Suena un ruido en la calle y me llama la atención. Pienso en quién estará saliendo y por qué. Me asomo la ventana sintiéndome una espía, una voyeur, con deseos de ver personas en carne y hueso, que no estén codificadas por ceros y unos. Es un timbre, triii triii. Me pongo de pie y miro. El señor del carrito de los helados, un anciano moreno de cara ancha y una gorra, ha decidido saltarse la cuarentena y pasa con su carrito blanco, con un dibujo de un helado de tres bolas. ¿Cuánto dinero ganará al día ese señor? Me doy cuenta de que más adelante, en el telefono publico azul, hay una mujer, también anciana, con el pelo blanco, llamando por teléfono. A sus pies tiene dos bultos grandes. ¿Cuántos años tendrá ella? ¿Estarán alguno de los dos enfermos? Pienso que sí. Que todos los abuelos están aquejados, de una forma u otra, por alguna enfermedad.

> **INFORMACIÓN EXTRAÍDA**
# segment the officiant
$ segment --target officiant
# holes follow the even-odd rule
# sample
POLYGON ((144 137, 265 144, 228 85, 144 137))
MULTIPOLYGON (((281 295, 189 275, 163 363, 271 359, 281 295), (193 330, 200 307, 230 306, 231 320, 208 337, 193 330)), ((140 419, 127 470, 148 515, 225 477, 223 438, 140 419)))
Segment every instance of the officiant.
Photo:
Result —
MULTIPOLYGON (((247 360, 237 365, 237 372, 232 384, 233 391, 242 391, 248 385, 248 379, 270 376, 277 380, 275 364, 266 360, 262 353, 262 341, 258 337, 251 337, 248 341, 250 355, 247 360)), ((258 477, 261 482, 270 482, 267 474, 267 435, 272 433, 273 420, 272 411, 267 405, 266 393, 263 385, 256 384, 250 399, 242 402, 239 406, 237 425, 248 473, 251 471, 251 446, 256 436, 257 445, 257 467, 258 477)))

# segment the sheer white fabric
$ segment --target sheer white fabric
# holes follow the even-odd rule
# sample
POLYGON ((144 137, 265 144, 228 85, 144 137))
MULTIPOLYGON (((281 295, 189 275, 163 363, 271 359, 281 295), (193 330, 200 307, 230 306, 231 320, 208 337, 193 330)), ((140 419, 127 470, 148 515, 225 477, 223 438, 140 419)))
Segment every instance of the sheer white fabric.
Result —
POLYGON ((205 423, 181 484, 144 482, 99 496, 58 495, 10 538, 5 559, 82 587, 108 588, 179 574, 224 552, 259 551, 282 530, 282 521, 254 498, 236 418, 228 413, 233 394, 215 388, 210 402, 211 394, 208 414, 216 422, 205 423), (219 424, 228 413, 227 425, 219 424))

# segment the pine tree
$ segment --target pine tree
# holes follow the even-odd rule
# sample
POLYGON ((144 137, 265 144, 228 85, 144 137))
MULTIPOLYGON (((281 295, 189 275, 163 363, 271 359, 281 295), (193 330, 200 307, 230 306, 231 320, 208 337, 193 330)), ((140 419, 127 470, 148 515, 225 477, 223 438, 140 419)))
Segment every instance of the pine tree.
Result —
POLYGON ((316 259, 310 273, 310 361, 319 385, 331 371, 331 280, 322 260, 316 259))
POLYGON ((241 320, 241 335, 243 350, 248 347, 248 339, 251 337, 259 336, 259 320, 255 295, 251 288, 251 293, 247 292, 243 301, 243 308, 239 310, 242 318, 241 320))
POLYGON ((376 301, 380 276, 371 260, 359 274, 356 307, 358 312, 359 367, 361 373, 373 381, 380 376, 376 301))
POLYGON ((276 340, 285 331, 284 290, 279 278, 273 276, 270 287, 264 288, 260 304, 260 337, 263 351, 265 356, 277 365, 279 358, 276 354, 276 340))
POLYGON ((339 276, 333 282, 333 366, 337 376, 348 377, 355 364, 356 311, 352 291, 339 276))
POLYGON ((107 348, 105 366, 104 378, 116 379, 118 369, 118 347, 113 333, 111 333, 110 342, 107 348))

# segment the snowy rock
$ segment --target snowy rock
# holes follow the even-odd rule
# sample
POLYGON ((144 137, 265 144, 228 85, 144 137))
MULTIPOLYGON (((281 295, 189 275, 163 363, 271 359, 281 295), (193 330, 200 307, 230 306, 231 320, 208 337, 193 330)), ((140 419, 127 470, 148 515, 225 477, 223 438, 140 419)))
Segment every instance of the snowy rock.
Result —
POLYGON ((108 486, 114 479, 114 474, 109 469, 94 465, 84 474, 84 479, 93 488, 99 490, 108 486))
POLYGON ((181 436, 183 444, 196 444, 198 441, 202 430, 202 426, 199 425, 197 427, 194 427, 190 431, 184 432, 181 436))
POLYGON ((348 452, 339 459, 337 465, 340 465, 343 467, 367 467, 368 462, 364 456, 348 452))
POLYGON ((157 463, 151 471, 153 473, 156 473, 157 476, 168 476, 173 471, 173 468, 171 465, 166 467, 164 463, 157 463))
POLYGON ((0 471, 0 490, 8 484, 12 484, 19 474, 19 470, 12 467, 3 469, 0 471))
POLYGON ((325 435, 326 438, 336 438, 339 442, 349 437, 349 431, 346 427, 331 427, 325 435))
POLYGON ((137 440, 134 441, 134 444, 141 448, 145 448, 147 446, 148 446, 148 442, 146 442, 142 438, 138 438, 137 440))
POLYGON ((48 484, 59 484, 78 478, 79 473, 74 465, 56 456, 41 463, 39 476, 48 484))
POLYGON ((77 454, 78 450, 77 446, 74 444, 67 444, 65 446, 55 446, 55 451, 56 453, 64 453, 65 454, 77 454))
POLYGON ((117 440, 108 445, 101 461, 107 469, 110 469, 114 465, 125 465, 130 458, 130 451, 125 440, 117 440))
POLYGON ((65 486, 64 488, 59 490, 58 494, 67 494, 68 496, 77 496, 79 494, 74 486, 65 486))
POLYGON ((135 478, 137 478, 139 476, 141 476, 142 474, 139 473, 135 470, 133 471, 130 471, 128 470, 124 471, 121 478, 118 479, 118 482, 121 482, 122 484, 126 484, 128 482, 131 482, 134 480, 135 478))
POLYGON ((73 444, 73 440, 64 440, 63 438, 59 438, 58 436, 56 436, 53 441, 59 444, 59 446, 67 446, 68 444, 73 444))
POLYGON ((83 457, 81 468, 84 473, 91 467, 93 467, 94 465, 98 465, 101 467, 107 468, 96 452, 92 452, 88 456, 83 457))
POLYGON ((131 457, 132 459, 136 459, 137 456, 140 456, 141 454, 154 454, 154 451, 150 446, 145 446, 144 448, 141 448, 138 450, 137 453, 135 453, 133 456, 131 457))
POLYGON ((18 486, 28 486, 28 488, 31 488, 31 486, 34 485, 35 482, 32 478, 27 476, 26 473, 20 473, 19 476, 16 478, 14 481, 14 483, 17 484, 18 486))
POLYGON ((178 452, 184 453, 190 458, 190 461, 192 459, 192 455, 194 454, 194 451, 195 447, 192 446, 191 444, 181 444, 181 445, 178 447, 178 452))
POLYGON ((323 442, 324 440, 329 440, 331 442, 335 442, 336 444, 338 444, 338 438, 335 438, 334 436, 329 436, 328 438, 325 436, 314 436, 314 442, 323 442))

> **EJERCICIOS**
- 1) Responda, según el fragmento sobre la calle en cuarentena:
(a) ¿Qué dibujo lleva el carrito blanco?
(b) ¿De qué color es el teléfono público?
(c) ¿Qué tiene la mujer a sus pies?
- 2) Enumere todas las preguntas con signos de interrogación que aparecen en el fragmento sobre la calle en cuarentena.
- 3) Prolongue el fragmento sobre la calle en cuarentena a partir de su última oración.

> **RESPUESTAS POR EJERCICIO**
- 1)
(a) Un helado de tres bolas.
(b) Azul.
(c) Dos bultos grandes.

- 2)
- ¿Cuánto dinero ganará al día ese señor?
- ¿Cuántos años tendrá ella?
- ¿Estarán alguno de los dos enfermos?

- 3)
Una foto de los agentes de la Policía Nacional Civil entregados a la oración. Un afiche del presidente Alejandro Giammattei equipado con un kipá, pidiendo ayuno y oración. Una fotos de personas montadas en picops saltándose las restricciones sobre movilidad. Una foto de unos canguros entrando en Australia a la ciudad en busca de comida. Una foto de las camas y material quirúrgico del nuevo “hospital” del Parque la Industria, con vallas rodeando las camas donde aparecen rotulados botellines de cerveza Gallo y exclamaciones de la mejor cerveza. Una foto de una habitación gigante con camas, donde dormirá el personal sanitario de Madrid. Una foto de un mapache, una de un policía de Emetra rodeado de palomas. Alerta: La vacuna probada en China para el coronavirus resultó ser perjudicial para los humanos. 5500 muertos en Italia. 1750 muertos en España.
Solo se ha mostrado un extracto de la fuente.